──────── Source document ────────
You can outsource your thinking, but you cannot outsource your understanding
AI can make you better, but letting it think for you is risky.

If in 2026 you’re not using AI, you’re putting yourself at a disadvantage compared to your peers. That is true if you are a student, a knowledge worker competing with your colleagues, or an entrepreneur in any field, including a content creator, where you still have to compete for customer attention, ever more fleeting.
Yet now that AI is table stakes, there is still a lot you can do to differentiate yourself from other creators. And it starts with actually understanding its output.
AI is a thinking accelerator, not a thinking replacement
Used well, AI is genuinely useful for creators: it helps you organize scattered ideas, generate angles you would not have considered, and turn rough concepts into structured drafts. A coach can use it to outline a program. A consultant can use it to package hard-won frameworks into something their clients can actually follow. If you’re building a course, it can help you think through how you want to structure it, while also helping you prepare graphic material or brainstorm quizzes. If you’re writing a blog, it can check typos and logical inconsistencies, helping you refine your thinking throughout. If you’re designing your landing page, it can give you handy suggestions, help refine the copy, improve your FAQs, and sharpen the message you want to convey. The list of AI use cases goes on and on.
The problem starts when the tools become a shortcut around the thinking, not through it. When you use AI to generate content about topics you do not actually understand, when the output sounds authoritative but you could not defend any of it in a real conversation. When your work starts to feel like something assembled rather than something made, your audience will notice. And even though they may not know exactly why a piece of content feels hollow, they can sense when there is no real perspective behind it.
──────── Extracted data ────────
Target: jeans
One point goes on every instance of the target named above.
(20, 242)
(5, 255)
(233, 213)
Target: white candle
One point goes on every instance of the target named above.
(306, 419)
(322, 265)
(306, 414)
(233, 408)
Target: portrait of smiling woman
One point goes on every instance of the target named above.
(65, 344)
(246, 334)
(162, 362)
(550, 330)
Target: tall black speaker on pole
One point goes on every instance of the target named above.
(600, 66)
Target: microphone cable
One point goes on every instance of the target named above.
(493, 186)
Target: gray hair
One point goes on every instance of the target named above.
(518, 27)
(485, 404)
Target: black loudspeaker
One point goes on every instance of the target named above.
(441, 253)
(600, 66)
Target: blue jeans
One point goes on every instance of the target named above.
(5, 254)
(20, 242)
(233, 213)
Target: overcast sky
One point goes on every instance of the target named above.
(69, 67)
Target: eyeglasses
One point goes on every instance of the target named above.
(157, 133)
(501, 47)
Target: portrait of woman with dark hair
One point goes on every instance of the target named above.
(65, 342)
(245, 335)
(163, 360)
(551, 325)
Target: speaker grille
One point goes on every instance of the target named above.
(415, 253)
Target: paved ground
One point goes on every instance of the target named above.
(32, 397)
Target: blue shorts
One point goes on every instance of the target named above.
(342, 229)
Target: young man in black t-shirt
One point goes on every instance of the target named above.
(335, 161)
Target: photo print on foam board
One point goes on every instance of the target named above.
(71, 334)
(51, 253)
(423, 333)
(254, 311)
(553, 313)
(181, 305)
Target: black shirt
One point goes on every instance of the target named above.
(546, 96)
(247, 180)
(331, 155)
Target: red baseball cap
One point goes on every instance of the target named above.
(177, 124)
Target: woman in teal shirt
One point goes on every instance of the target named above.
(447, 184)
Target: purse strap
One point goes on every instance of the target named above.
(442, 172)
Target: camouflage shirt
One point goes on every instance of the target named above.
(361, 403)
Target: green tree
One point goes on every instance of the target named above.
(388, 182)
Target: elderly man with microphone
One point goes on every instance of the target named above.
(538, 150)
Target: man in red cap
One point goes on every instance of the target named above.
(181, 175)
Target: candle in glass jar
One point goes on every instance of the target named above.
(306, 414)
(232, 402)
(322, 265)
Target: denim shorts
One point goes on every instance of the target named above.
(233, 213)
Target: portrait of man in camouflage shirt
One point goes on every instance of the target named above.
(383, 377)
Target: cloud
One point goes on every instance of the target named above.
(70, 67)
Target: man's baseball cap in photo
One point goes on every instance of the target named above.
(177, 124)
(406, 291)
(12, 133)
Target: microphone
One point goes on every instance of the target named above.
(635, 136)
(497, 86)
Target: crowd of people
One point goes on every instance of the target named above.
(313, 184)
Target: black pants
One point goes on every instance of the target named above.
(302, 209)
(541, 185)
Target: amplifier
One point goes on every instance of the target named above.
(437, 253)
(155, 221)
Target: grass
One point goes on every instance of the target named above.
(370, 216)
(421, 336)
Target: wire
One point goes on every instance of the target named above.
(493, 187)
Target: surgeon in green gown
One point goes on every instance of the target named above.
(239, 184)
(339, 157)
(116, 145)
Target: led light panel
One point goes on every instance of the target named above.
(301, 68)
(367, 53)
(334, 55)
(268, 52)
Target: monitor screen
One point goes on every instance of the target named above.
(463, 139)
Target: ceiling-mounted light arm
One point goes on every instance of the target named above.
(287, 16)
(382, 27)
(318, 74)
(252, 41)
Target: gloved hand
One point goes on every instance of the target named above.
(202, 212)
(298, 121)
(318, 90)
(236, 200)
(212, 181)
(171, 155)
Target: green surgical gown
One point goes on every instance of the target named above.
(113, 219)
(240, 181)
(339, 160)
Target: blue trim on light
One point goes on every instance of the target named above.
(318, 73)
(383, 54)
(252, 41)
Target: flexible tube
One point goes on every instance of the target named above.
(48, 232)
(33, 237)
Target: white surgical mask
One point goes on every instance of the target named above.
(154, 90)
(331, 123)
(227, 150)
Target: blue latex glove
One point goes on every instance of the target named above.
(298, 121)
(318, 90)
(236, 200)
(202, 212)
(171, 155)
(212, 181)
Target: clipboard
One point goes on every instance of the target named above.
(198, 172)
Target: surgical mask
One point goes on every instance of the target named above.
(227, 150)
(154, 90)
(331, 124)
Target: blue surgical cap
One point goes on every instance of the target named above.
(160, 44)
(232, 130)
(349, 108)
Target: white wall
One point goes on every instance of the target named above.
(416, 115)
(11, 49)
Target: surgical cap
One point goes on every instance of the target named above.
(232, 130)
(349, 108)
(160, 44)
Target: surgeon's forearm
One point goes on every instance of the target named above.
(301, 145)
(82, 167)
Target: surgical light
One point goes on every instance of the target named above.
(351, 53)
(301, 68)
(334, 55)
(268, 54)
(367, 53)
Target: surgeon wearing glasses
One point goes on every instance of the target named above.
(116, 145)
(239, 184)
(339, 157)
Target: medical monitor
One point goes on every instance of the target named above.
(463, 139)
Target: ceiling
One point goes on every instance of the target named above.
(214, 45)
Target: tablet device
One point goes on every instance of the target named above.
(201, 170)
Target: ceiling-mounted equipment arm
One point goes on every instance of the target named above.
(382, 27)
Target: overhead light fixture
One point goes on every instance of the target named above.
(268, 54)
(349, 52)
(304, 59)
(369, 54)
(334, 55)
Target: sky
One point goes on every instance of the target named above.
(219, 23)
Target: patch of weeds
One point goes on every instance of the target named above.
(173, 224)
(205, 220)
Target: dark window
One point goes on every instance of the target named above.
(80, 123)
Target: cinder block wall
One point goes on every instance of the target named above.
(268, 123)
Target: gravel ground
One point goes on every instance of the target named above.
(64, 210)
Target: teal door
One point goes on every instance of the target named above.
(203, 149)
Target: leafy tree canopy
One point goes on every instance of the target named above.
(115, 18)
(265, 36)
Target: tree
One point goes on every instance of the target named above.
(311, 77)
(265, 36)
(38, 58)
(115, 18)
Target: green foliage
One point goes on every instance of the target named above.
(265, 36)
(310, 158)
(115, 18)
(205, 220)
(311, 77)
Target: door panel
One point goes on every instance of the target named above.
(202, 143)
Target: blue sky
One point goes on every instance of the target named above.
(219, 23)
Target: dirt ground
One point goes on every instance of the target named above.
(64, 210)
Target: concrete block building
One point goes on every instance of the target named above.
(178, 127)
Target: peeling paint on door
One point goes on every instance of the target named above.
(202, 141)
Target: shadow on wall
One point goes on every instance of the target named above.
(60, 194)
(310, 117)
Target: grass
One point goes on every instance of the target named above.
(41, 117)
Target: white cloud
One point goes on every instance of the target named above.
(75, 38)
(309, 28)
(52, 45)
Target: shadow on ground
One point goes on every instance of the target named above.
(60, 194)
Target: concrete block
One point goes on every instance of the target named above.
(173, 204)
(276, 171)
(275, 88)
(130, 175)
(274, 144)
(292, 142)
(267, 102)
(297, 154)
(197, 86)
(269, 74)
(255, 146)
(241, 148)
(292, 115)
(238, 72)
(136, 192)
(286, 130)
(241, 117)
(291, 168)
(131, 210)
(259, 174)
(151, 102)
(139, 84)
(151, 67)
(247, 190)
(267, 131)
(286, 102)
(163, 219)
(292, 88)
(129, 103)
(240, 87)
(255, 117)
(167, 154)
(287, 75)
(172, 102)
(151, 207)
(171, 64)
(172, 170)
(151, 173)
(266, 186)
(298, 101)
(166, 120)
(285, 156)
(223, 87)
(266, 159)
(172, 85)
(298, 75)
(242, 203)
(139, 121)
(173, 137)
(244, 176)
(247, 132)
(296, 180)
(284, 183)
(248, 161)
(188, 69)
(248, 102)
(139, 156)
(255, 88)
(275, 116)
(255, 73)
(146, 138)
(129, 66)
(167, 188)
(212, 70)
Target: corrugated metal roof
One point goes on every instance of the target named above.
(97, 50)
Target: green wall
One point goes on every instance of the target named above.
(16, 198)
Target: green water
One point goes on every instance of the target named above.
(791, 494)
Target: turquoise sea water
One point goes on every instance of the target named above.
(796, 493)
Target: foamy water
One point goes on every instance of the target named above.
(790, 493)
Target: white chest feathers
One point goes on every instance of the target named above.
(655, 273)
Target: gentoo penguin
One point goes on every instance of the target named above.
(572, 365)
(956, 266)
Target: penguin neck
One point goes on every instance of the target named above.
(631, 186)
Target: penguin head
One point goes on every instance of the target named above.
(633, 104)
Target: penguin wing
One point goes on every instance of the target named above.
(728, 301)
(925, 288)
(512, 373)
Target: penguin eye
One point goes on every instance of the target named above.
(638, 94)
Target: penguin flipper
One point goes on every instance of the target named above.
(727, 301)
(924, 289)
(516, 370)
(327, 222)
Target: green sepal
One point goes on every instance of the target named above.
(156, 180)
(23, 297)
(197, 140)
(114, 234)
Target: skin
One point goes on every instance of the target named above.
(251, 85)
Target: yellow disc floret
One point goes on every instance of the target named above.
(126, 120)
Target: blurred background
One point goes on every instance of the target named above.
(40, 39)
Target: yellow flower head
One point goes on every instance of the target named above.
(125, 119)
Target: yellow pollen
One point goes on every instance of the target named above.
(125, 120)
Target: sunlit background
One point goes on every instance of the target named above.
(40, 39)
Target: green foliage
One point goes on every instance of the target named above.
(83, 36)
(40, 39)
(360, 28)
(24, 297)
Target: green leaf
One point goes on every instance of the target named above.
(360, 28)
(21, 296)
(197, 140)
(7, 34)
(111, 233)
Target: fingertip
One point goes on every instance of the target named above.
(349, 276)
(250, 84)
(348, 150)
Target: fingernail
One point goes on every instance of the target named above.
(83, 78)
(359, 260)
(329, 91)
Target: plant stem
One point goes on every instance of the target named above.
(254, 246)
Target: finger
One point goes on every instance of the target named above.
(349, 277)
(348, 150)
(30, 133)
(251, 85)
────────
Set down everything in the article on AI and understanding from "If in 2026 you’re" down to "ever more fleeting.". Work only from the article on AI and understanding.

* **Solved exercise**:
If in 2026 you’re not using AI, you’re putting yourself at a disadvantage compared to your peers. That is true if you are a student, a knowledge worker competing with your colleagues, or an entrepreneur in any field, including a content creator, where you still have to compete for customer attention, ever more fleeting.